> Görev Tanımı
Aşağıdaki kayıtların bütün satırlarını hiçbirini atlamadan yeniden yazınız ve yanıt olarak verilen koordinatlardaki her sayıyı -94 ekleyerek ayarlayınız. Görselleri yanıtınıza dahil etmeyiniz.

━━ Verilen Kayıtlar ━━

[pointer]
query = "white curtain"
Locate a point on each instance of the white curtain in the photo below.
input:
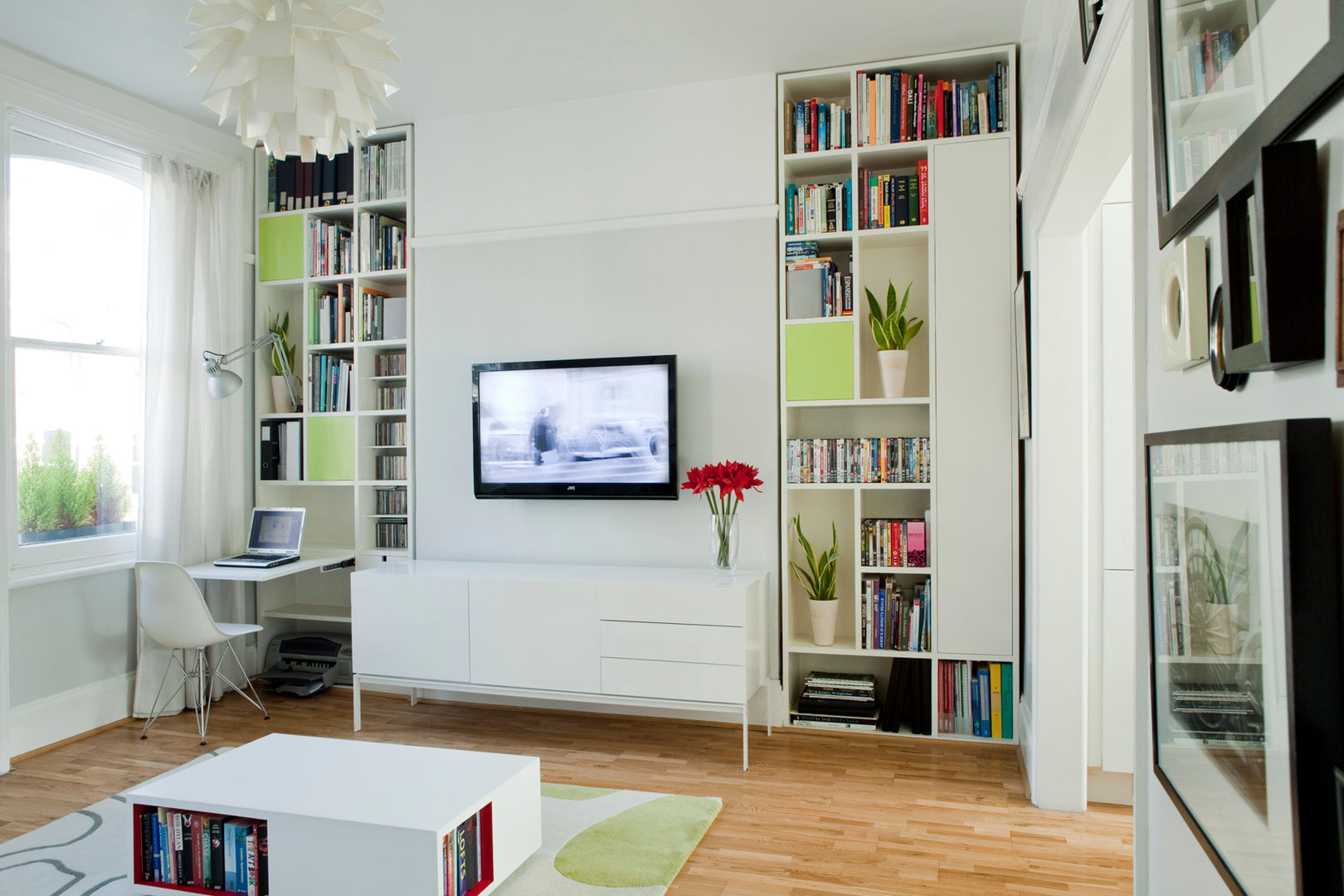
(195, 453)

━━━

> Tamamlanmış Yanıt
[pointer]
query = "white curtain"
Locate a point on each instance of the white curtain in the photo below.
input:
(101, 359)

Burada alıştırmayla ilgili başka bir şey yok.